Recorded information
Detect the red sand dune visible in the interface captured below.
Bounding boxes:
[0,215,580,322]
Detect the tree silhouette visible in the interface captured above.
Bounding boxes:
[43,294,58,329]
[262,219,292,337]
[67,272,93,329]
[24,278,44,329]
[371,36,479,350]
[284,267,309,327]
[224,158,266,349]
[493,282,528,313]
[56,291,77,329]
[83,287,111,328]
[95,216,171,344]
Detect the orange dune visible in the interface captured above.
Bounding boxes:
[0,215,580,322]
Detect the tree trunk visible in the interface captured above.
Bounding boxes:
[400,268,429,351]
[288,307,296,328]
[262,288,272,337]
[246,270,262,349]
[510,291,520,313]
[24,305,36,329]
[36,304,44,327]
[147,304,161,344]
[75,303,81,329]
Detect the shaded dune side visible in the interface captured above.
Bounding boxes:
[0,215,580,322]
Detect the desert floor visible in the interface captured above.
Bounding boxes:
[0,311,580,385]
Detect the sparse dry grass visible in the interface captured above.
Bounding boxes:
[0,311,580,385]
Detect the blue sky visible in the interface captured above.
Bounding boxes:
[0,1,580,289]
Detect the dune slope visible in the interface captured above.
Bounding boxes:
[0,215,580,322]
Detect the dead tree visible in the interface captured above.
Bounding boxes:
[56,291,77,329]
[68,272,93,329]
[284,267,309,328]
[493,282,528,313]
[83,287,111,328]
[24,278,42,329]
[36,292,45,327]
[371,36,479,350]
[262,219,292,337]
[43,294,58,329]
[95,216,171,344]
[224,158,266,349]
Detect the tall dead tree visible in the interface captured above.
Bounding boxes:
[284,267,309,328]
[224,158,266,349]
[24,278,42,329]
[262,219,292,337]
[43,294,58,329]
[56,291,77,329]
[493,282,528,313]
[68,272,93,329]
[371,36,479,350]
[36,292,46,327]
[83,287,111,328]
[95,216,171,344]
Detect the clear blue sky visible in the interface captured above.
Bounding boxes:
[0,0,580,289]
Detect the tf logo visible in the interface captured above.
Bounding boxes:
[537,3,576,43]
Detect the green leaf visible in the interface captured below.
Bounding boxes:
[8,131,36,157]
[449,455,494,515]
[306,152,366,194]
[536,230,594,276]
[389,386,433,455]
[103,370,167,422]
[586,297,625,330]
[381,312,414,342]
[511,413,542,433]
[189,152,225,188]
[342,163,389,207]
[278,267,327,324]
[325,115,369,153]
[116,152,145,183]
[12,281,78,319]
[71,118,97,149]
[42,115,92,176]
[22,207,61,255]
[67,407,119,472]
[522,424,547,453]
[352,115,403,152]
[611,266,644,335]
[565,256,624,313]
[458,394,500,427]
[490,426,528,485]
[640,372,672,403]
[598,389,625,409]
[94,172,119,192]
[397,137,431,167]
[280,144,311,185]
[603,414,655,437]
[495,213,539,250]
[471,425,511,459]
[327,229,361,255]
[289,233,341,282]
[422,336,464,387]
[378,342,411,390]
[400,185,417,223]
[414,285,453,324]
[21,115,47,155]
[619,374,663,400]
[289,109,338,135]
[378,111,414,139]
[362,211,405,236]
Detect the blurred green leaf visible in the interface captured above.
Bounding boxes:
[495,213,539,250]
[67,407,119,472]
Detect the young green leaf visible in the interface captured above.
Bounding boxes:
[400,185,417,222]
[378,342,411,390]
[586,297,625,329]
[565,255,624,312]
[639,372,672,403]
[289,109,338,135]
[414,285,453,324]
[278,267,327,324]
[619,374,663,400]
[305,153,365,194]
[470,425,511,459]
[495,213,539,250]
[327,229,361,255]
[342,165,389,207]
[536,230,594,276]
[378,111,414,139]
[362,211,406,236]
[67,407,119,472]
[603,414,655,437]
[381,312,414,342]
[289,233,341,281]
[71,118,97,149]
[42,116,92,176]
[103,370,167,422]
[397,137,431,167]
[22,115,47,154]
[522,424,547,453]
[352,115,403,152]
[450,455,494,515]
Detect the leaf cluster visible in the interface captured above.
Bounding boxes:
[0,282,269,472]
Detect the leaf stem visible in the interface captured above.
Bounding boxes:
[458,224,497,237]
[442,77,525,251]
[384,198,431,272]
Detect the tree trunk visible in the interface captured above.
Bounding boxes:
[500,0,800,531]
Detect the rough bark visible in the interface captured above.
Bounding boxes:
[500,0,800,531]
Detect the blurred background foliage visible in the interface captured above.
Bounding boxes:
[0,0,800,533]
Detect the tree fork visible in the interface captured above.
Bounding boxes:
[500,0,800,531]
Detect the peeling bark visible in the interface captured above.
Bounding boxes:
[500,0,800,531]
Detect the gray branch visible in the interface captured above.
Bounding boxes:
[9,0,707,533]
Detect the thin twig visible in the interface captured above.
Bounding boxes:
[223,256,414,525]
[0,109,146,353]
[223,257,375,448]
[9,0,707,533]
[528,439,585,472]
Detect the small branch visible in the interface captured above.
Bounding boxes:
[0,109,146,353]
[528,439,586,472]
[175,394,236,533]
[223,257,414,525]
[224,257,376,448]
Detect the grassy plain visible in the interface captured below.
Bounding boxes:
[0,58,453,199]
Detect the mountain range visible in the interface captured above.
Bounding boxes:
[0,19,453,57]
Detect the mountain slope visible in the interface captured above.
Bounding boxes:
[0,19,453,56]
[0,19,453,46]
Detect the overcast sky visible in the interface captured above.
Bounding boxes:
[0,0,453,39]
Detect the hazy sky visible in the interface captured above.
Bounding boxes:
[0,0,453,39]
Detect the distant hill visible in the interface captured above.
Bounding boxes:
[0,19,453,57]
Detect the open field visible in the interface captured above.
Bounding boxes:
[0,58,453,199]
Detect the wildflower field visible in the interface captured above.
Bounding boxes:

What you have to do
Set down the material above again, word for word.

Exercise output
Detect the red sand dune visible in the interface captured below.
Bounding boxes:
[0,215,580,322]
Detect the tree silhouette visible in the interface captured above.
Bounding boxes:
[43,294,58,329]
[262,219,292,337]
[67,272,93,329]
[24,278,44,329]
[371,36,479,350]
[284,267,309,327]
[224,158,266,349]
[493,282,528,313]
[56,291,77,329]
[83,287,111,328]
[95,216,171,344]
Detect the orange dune visible in the interface captured above.
Bounding boxes:
[0,215,580,322]
Detect the tree trunk visible in the interface captured above.
Bounding boxes:
[400,268,429,351]
[288,307,296,328]
[262,288,272,337]
[246,270,262,349]
[510,291,520,313]
[24,305,36,329]
[36,304,44,327]
[147,304,161,344]
[75,303,81,329]
Detect the shaded dune side visible in the interface captured above.
Bounding boxes:
[0,215,580,322]
Detect the desert floor visible in the interface captured above.
Bounding boxes:
[0,311,580,385]
Detect the sparse dry grass visible in the interface captured above.
Bounding boxes:
[0,311,580,385]
Detect the blue sky visible in the interface captured above.
Bounding boxes:
[0,1,580,289]
Detect the dune slope visible in the interface captured above.
Bounding boxes:
[0,215,580,322]
Detect the dead tree visible in the interface captured above.
Bounding boxes:
[56,291,77,329]
[68,272,93,329]
[284,267,309,328]
[493,282,528,313]
[83,287,111,328]
[24,278,42,329]
[36,292,45,327]
[371,36,479,350]
[262,219,292,337]
[43,294,58,329]
[95,216,171,344]
[224,158,266,349]
Detect the tall dead tree visible in the interface captured above.
Bounding boxes:
[284,267,309,328]
[224,158,266,349]
[24,278,42,329]
[262,219,292,337]
[43,294,58,329]
[56,291,77,329]
[493,282,528,313]
[68,272,93,329]
[371,36,479,350]
[36,292,46,327]
[83,287,111,328]
[95,216,171,344]
Detect the clear blue sky visible in the interface captured above.
Bounding boxes:
[0,0,580,289]
Detect the tf logo visible in the interface captured above.
Bounding boxes:
[537,3,576,43]
Detect the green leaf visible in the interface captured below.
Bounding boxes:
[8,131,36,157]
[449,455,494,515]
[306,152,366,194]
[536,230,594,276]
[389,386,433,455]
[103,370,167,422]
[586,297,625,330]
[381,312,414,342]
[511,413,542,433]
[189,152,225,188]
[342,163,389,207]
[278,267,327,324]
[325,115,369,153]
[116,152,145,183]
[12,281,78,319]
[71,118,97,149]
[42,115,92,176]
[22,207,61,255]
[67,407,119,472]
[522,424,547,453]
[352,115,403,152]
[611,266,644,335]
[565,256,624,313]
[458,394,500,427]
[490,426,528,485]
[640,372,672,403]
[598,389,625,409]
[94,172,119,192]
[397,137,431,167]
[280,144,311,185]
[603,414,655,437]
[495,213,539,250]
[471,425,511,459]
[327,229,361,255]
[289,233,341,282]
[422,336,464,387]
[378,342,411,390]
[400,185,417,223]
[414,285,453,324]
[21,115,47,155]
[619,374,663,400]
[289,109,338,135]
[378,111,414,139]
[362,211,405,236]
Detect the blurred green leaf visible in the interface captured above.
Bounding boxes:
[495,213,539,250]
[67,407,119,472]
Detect the young green leaf visible in the interface captured above.
Bounding boxes:
[400,185,417,222]
[378,342,411,390]
[586,297,625,329]
[565,255,624,312]
[639,372,672,403]
[289,109,338,135]
[414,285,453,324]
[278,267,327,324]
[619,374,663,400]
[305,153,365,194]
[470,425,511,459]
[495,213,539,250]
[327,229,361,255]
[342,165,389,207]
[536,230,594,276]
[378,111,414,139]
[362,211,406,236]
[67,407,119,472]
[603,414,655,437]
[381,312,414,342]
[289,233,341,281]
[71,118,97,149]
[42,116,92,176]
[103,370,167,422]
[397,137,431,167]
[22,115,47,154]
[522,424,547,453]
[352,115,403,152]
[450,455,494,515]
Detect the leaf cluster visible in the interface captured above.
Bounding boxes:
[0,282,269,472]
Detect the leaf stem visible in the interface captured above.
Bounding boxes:
[458,224,497,237]
[442,77,525,251]
[384,198,431,272]
Detect the tree trunk visible in the interface captured above.
Bounding boxes:
[500,0,800,531]
Detect the rough bark visible in the interface captured above.
Bounding boxes:
[500,0,800,531]
Detect the blurred background foliage visible in the interface captured above.
Bounding boxes:
[0,0,800,533]
Detect the tree fork visible in the interface captured above.
Bounding boxes:
[500,0,800,531]
Detect the peeling bark visible in the interface captured above.
Bounding boxes:
[500,0,800,531]
Detect the gray branch visible in the interface captured above.
Bounding boxes:
[9,0,707,533]
Detect the thin twig visible in the interface captured above.
Bounding boxes:
[223,256,414,525]
[0,109,146,353]
[223,257,375,448]
[9,0,707,533]
[528,439,585,472]
Detect the small branch visible in the interface captured above.
Bounding boxes:
[0,109,146,353]
[528,439,586,472]
[175,394,236,533]
[223,257,414,525]
[224,257,376,448]
Detect the grassy plain visible in the interface captured below.
Bounding boxes:
[0,58,453,199]
Detect the mountain range visible in the interface captured above.
Bounding boxes:
[0,19,453,57]
Detect the mountain slope visible in the interface captured above.
Bounding boxes:
[0,19,453,56]
[0,19,453,46]
Detect the overcast sky visible in the interface captured above.
Bounding boxes:
[0,0,453,39]
Detect the hazy sky visible in the interface captured above.
Bounding boxes:
[0,0,453,39]
Detect the distant hill visible in the interface captured above.
Bounding boxes:
[0,19,453,57]
Detect the open field visible in the interface captured above.
Bounding boxes:
[0,58,453,199]
Detect the wildflower field visible in the interface captured above.
Bounding boxes:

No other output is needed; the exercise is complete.